Search code examples
c++11visual-c++mfcc-strings

Implementing tokenize function with CString


For the sake of learning, I'm trying to implement my own simple Tokenize function with CStrings. I currently have this file:

11111
22222
(ENDWPT)


222222
333333
(ENDWPT)
6060606
ggggggg
hhhhhhh
(ENDWPT)
iiiiiii
jjjjjjj
kkkkkkk
lllllll
mmmmmmm
nnnnnnn

Which I would like to be tokenized with the delimiter (ENDWPT). I coded the following function, which attempts to find the delimiter position, then add the delimiter length and extract the text to this position. After that, update a counter that is used so that the next time the function is called it begins searching for the delimiter from the previous index. The function looks like this:

bool MyTokenize(CString strText, CString& strOut, int& iCount)
{
    CString strDelimiter = L"(ENDWPT)";
    int iIndex = strText.Find(strDelimiter, iCount);

    if (iIndex != -1)
    {
        iIndex += strDelimiter.GetLength();
        strOut = strText.Mid(iCount, iIndex);
        iCount = iIndex;
        return true;
    }
    return false;
}

And is being called like so:

int nCount = 0;

while ((MyTokenize(strText, strToken, nCount)) == true)
{
    // Handle tokenized strings here
}

Right now, the function is splitting the strings in the wrong way, I think it is because Find() may be returning the wrong index. I think it should be returning 12, but it is actually returning 14??. I ran out of ideas, if anyone can figure this out I would really appreciate it.


Solution

  • If delimiter is found (iIndex) then read iIndex - iCount count, starting from (iCount). Then modify iCount

    if(iIndex != -1)
    {
        strOut = strText.Mid(iCount, iIndex - iCount);
        iCount = iIndex + strDelimiter.GetLength();
        return true;
    }
    

    The source string may not end with delimiter, it needs a special case for that.
====================
- [Stated exercise 1] List each line from the records below that includes the string "deck".

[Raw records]
====================
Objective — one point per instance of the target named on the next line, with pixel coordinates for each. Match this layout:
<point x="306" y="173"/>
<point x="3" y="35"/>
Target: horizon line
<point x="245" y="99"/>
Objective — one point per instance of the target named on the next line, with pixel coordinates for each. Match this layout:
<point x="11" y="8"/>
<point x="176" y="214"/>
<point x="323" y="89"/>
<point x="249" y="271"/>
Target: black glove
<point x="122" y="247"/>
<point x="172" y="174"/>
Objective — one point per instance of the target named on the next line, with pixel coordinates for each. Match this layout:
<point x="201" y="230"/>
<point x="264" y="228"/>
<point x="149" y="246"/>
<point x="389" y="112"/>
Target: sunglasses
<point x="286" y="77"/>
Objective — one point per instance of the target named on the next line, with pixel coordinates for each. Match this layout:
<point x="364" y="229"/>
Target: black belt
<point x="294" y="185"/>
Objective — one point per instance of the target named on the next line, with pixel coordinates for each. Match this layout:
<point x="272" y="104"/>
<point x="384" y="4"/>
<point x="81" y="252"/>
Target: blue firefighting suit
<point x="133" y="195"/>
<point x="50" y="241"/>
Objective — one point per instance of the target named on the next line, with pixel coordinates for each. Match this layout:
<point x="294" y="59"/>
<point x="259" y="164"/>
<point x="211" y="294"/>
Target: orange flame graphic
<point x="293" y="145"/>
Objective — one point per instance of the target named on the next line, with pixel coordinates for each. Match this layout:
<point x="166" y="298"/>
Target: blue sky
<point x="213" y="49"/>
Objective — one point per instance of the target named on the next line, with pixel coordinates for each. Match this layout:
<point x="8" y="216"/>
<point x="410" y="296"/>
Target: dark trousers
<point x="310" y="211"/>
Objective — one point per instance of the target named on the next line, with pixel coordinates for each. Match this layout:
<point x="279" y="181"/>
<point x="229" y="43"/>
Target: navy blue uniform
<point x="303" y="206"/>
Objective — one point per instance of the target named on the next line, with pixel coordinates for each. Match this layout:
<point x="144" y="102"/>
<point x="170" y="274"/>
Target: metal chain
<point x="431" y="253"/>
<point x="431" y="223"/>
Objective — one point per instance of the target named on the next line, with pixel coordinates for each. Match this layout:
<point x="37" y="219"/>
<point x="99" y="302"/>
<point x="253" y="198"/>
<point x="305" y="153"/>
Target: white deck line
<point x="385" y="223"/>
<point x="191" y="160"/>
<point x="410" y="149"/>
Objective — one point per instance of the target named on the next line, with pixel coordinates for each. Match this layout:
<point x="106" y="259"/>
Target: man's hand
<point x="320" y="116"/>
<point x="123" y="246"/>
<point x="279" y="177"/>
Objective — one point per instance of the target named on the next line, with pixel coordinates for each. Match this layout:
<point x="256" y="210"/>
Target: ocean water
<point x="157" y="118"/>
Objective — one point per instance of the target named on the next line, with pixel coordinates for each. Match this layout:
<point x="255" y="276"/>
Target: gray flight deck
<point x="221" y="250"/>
====================
- [Stated exercise 2] Write what comes next in the forum thread above about the CString tokenize function, starting right after its final sentence.

- [Task answer 1]
Target: white deck line
Target: gray flight deck

- [Task answer 2]
    You can also pick better names to match the usage for CString::Mid(int nFirst, int nCount) to make it easier to understand. MFC uses camelCase coding style, with type identifiers in front of variables, which is unnecessary in C++, I'll avoid it in this example:

    bool MyTokenize(CString &source, CString& token, int& first)
    {
        CString delimeter = L"(ENDWPT)";
        int end = source.Find(delimeter, first);
    
        if(end != -1)
        {
            int count = end - first;
            token = source.Mid(first, count);
            first = end + delimeter.GetLength();
            return true;
        }
        else
        {
            int count = source.GetLength() - first;
            if(count <= 0)
                return false;
    
            token = source.Mid(first, count);
            first = source.GetLength();
            return true;
        }
    }
    
    ...
    
    int first = 0;
    CString source = ...
    CString token;
    while(MyTokenize(source, token, first))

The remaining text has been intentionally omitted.